[Point localization data]
* * * * *

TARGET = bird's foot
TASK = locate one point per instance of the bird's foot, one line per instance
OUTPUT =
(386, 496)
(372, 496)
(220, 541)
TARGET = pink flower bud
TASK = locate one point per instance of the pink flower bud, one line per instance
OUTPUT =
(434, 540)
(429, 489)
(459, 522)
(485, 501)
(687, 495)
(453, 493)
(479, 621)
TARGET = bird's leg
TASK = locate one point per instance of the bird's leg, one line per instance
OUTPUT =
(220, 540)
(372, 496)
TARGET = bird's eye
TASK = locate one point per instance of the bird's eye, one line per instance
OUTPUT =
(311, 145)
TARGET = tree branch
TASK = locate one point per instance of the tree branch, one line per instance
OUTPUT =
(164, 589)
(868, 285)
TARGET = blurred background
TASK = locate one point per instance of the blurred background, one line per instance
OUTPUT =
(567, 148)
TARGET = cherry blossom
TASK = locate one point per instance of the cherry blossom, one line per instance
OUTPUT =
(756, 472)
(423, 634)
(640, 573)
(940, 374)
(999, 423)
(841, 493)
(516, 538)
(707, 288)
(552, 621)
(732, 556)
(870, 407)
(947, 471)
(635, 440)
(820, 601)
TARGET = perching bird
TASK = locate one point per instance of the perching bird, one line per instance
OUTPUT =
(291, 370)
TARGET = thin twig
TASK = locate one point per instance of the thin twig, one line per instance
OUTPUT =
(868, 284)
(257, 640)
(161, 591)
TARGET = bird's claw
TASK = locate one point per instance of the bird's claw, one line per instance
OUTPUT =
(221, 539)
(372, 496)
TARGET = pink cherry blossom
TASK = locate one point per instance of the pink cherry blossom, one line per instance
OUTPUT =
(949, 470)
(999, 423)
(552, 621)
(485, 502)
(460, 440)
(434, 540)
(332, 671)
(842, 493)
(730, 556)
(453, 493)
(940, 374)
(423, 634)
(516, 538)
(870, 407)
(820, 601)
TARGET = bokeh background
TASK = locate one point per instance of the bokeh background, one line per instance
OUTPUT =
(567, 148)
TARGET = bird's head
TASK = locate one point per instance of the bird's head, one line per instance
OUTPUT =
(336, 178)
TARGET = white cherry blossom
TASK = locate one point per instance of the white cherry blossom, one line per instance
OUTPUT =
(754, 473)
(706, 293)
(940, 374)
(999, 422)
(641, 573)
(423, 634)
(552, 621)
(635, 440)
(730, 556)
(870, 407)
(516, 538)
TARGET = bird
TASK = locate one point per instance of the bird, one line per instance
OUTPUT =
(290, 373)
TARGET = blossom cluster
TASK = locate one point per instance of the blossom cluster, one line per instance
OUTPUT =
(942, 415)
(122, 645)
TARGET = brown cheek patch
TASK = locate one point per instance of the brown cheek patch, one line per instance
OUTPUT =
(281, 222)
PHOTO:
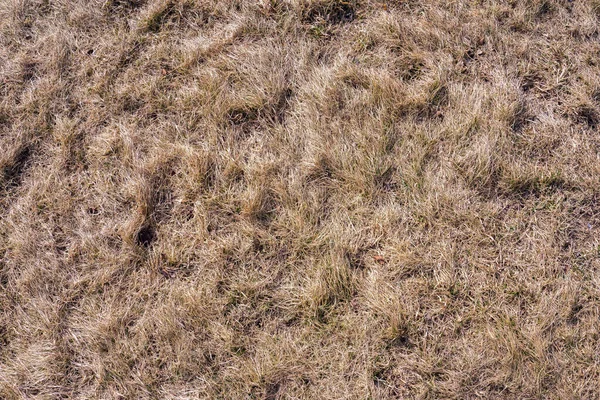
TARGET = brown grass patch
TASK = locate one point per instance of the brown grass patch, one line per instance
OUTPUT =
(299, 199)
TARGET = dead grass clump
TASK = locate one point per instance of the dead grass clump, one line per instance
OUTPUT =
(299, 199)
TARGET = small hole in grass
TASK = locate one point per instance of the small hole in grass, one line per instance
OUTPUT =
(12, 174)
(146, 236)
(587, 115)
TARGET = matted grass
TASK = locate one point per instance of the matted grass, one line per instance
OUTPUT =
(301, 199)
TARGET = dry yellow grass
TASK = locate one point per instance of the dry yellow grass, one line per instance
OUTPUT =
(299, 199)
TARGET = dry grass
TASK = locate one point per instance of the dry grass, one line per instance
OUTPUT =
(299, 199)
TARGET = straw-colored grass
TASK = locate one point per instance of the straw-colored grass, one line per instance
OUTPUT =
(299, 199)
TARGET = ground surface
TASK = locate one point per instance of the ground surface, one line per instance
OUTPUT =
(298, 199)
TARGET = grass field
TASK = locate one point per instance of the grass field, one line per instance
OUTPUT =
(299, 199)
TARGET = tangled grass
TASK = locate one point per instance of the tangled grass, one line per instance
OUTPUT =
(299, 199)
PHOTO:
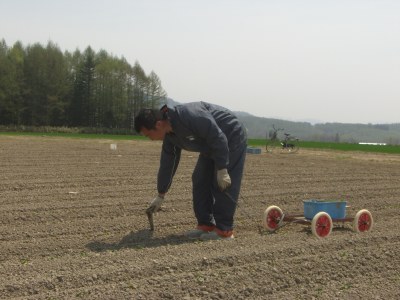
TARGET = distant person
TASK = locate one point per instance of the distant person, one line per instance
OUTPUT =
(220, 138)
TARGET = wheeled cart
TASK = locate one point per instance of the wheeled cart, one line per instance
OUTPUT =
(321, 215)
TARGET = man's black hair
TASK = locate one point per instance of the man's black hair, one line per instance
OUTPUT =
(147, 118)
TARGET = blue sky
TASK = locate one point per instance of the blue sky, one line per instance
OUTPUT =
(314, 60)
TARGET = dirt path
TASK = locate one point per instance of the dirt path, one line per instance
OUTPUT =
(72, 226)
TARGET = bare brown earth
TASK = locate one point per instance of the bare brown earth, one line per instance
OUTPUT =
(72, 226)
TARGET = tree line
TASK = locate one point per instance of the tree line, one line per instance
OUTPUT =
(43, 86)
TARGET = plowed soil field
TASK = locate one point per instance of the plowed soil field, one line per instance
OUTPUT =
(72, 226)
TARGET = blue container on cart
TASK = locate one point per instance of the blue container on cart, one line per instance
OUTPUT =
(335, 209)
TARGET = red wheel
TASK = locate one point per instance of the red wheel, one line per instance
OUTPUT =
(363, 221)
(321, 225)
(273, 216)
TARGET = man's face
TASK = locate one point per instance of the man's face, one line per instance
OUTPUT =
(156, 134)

* * * * *

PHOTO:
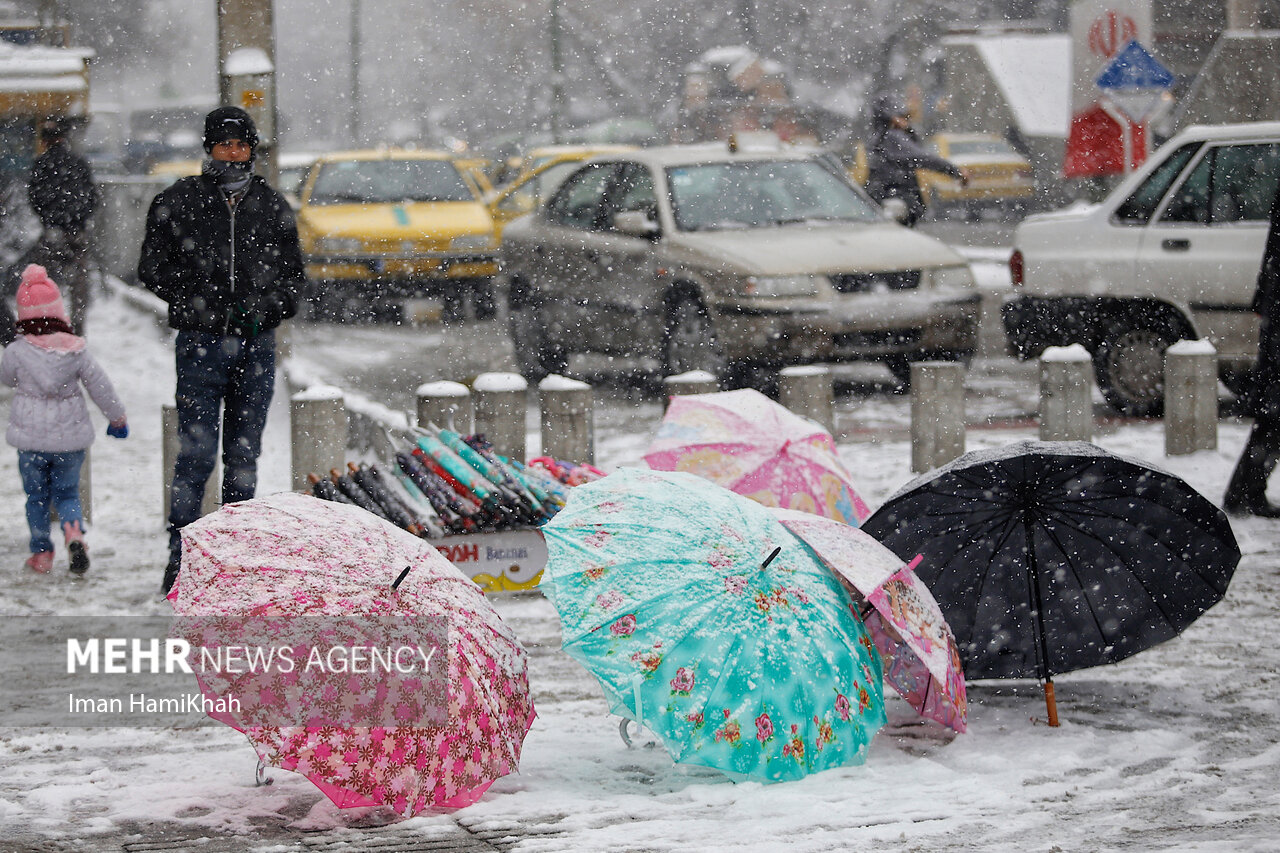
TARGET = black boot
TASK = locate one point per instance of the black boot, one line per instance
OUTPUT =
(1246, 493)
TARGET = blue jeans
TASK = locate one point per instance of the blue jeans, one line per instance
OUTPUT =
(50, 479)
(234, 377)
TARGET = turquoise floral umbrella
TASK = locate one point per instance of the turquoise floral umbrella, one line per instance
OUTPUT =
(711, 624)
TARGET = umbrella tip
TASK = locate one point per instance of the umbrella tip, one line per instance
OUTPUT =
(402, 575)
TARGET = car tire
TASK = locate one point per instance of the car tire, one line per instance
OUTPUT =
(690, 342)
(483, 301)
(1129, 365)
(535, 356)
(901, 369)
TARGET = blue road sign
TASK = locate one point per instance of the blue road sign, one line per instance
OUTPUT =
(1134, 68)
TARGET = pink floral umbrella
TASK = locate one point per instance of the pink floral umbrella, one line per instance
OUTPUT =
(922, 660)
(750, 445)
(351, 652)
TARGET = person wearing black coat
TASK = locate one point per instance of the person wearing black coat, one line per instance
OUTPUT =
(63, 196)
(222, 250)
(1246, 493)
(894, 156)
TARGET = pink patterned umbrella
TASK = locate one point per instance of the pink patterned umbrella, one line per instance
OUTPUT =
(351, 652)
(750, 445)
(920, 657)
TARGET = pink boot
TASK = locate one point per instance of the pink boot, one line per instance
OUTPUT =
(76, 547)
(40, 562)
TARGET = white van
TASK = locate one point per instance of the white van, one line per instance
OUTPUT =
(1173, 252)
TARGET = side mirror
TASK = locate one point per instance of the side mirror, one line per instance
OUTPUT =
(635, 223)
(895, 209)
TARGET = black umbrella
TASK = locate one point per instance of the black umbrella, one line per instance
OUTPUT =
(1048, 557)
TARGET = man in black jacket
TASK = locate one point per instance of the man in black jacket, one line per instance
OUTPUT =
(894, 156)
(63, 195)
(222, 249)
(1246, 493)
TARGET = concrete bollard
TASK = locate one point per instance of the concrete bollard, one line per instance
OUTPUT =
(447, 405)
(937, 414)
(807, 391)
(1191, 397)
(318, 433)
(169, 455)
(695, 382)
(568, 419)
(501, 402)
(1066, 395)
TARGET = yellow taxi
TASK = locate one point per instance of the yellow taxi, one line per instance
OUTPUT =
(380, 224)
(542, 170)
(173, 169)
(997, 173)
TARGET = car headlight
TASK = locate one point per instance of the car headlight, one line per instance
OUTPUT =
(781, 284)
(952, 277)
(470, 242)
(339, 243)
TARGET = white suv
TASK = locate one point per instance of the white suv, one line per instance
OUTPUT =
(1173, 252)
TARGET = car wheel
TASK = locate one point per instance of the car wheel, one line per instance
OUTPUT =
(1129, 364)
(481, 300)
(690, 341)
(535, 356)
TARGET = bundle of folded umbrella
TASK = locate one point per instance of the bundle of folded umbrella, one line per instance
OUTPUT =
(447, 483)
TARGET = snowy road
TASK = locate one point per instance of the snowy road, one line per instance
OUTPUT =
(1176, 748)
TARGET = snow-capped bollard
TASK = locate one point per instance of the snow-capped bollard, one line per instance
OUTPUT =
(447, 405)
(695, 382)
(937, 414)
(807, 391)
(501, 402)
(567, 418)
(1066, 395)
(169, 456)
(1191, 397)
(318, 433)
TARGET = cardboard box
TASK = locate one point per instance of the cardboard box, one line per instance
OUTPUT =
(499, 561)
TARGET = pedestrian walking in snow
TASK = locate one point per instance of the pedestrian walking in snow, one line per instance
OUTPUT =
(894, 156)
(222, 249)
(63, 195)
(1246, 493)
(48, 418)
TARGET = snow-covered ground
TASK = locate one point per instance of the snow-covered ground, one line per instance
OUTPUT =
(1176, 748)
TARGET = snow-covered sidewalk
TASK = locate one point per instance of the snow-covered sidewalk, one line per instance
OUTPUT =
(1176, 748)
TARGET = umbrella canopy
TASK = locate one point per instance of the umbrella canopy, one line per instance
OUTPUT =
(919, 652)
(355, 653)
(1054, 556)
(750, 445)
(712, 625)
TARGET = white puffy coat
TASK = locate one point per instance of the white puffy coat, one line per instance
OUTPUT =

* * * * *

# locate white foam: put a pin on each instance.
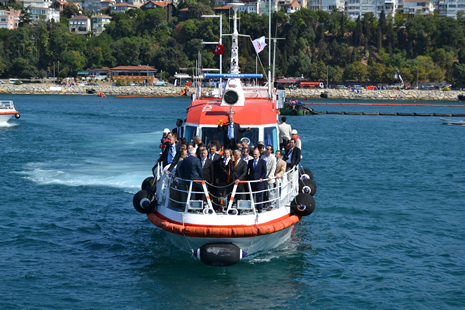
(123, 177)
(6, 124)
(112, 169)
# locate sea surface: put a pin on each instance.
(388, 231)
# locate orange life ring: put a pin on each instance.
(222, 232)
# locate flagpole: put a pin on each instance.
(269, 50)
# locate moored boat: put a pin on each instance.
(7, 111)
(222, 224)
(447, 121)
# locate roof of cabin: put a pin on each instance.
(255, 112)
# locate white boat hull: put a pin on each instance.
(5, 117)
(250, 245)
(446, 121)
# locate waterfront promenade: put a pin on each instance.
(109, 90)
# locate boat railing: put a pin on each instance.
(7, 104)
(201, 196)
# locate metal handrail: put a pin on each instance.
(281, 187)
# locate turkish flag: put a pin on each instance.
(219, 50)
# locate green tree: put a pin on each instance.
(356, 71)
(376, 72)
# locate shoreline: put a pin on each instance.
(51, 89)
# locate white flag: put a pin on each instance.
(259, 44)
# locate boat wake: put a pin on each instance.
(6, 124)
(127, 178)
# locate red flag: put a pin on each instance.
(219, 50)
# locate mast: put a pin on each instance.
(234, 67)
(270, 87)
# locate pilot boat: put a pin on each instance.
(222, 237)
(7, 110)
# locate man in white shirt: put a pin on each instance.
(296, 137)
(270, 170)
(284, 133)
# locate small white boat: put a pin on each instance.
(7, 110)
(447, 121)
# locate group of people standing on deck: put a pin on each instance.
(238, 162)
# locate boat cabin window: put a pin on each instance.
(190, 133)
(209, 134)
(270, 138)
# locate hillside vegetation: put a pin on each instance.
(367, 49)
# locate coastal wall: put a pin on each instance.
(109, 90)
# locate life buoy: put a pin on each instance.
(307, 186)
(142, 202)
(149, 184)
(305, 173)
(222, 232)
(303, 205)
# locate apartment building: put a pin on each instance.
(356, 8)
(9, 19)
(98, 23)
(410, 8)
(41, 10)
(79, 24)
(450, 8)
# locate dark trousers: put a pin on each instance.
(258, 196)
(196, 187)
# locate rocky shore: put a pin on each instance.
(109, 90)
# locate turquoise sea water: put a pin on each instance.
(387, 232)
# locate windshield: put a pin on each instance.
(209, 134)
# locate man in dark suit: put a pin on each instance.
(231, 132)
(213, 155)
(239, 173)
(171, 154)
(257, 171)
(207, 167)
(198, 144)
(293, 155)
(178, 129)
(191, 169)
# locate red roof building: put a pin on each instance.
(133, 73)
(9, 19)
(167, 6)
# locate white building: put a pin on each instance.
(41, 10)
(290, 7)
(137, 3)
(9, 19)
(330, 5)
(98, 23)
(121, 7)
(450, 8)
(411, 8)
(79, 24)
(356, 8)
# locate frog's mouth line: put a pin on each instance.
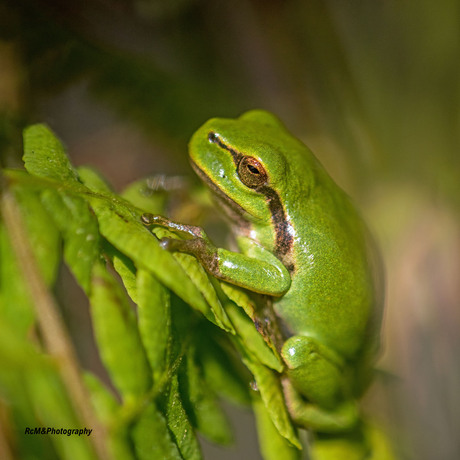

* * * * *

■ Task to carry out: Could you return exactly the lines above from the line with "TARGET = bird's foot" to the line with "TARGET = bird's leg", both included, and nothing else?

■ Problem solution:
TARGET = bird's foot
TASK = locate one point per instance of the bird's foot, one line per instance
OUTPUT =
(386, 496)
(372, 496)
(220, 541)
TARGET = pink flower bud
TASK = locate one point per instance of the pink flower bud, one line per instance
OUTPUT =
(434, 540)
(429, 489)
(459, 522)
(485, 501)
(687, 495)
(453, 493)
(479, 621)
TARGET = bird's leg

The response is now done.